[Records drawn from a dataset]
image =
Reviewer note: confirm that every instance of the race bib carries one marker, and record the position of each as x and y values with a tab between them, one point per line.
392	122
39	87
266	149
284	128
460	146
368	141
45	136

Problem statement:
The full set of entries should appear again, unchanged, line by line.

Response to the exercise:
image =
Reviewer note: confirm that every instance of the race bib carries one marker, and record the position of each as x and y values with a tab between them, one point per line.
392	122
39	87
266	149
284	128
460	146
368	141
45	136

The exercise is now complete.